• **課題**
老人ホームに関する文章によると、健康型有料老人ホームの入居者に介護が必要になった場合、どうする必要がありますか。

• **原文資料**
健康型有料老人ホームは少し特殊で、自立している高齢者しか利用することができません。そのため、要支援・要介護認定を受けている人は利用できませんし、入居者に介護が必要になった場合は、退去する必要があります。

特養は一言で言うと、要介護度が高い人が利用する施設で、健康型以外の有料老人ホームは自立から要支援・要介護の方まで、幅広い方が入居できる施設と言えるでしょう。

■提供サービスの違い

サービスの内容も施設の種類によって異なります。

<特別養護老人ホーム>
特養では、食事介助や入浴介助、排泄介助などの日常生活を送るための支援を介護士から受けられます。その他、リハビリやレクリエーション、機能訓練などの介護サービスを受けることができます。

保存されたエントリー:
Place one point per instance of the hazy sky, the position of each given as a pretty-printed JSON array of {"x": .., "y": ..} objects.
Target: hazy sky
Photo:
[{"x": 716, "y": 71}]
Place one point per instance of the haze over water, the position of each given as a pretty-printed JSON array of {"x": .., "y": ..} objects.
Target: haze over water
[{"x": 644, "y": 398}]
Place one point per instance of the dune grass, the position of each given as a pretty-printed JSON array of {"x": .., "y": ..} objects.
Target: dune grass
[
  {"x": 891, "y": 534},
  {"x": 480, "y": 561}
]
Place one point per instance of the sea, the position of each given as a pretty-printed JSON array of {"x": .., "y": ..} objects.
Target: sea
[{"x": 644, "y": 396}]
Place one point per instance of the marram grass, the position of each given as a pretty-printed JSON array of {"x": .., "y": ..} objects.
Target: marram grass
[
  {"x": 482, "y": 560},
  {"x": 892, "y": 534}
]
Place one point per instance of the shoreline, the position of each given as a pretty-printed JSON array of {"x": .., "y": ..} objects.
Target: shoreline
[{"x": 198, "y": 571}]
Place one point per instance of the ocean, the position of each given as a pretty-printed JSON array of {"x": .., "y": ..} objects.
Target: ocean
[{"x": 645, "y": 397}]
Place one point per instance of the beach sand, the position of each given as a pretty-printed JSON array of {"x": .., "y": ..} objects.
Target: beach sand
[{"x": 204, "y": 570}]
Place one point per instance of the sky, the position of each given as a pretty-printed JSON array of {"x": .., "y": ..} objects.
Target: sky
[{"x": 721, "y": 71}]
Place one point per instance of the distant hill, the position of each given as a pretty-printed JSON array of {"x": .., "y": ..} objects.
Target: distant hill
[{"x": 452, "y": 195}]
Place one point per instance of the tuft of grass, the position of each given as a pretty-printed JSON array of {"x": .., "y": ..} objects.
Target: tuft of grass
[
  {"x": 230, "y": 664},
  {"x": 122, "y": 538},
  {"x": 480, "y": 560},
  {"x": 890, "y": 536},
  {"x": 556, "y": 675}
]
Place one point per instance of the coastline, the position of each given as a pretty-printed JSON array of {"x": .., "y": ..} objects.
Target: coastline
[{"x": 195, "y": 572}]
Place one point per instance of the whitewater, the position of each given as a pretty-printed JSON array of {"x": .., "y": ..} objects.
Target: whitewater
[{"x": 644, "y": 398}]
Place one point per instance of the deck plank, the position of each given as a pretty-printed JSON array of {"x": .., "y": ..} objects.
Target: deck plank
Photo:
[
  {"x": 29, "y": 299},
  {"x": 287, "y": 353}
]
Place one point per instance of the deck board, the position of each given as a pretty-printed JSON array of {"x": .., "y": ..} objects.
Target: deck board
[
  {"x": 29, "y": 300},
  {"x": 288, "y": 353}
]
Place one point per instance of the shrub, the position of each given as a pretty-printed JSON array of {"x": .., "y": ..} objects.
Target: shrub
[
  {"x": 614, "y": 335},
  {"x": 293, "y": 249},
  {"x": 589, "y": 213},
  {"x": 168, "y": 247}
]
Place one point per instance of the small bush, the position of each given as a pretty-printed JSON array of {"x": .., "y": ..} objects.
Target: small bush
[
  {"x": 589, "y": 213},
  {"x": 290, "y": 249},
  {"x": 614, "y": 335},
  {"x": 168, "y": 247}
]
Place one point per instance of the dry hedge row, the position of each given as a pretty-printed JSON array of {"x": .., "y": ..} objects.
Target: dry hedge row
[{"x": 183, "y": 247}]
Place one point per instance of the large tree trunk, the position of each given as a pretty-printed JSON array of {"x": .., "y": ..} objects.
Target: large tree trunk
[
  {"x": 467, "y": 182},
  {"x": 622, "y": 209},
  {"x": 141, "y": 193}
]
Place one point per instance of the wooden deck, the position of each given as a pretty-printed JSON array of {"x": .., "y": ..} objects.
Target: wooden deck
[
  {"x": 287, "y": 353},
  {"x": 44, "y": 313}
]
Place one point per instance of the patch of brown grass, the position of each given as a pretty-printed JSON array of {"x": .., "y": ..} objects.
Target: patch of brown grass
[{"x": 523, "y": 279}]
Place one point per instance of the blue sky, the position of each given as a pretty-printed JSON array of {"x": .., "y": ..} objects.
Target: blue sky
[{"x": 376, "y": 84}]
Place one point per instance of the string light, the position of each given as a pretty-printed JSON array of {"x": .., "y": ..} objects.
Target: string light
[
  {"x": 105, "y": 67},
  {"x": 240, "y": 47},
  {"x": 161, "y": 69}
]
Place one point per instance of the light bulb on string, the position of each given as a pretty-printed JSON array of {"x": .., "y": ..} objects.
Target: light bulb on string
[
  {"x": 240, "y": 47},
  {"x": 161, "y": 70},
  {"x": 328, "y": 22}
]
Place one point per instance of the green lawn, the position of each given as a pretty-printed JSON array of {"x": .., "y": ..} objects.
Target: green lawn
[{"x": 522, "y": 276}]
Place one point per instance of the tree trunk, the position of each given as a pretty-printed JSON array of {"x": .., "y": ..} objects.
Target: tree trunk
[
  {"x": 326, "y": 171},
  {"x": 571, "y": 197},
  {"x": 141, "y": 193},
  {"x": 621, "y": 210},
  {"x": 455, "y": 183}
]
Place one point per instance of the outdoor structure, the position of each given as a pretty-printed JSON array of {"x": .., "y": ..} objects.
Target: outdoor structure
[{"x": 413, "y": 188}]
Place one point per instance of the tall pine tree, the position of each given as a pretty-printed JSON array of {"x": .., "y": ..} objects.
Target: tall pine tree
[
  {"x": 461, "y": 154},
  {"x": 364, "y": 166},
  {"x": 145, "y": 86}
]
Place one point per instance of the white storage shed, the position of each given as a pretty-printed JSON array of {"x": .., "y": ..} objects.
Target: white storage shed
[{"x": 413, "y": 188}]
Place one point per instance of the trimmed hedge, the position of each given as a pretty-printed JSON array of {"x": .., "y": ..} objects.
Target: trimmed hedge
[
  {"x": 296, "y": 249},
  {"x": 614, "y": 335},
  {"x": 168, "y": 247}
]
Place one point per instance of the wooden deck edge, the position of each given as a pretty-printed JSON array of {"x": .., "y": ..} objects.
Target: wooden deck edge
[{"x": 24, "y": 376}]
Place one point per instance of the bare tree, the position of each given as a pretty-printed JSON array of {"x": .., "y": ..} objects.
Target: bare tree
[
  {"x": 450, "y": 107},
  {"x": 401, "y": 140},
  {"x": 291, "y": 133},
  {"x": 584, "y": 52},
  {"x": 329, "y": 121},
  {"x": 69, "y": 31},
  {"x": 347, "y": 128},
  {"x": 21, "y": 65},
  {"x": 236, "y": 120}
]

• **解答**
施設から退去する必要があります。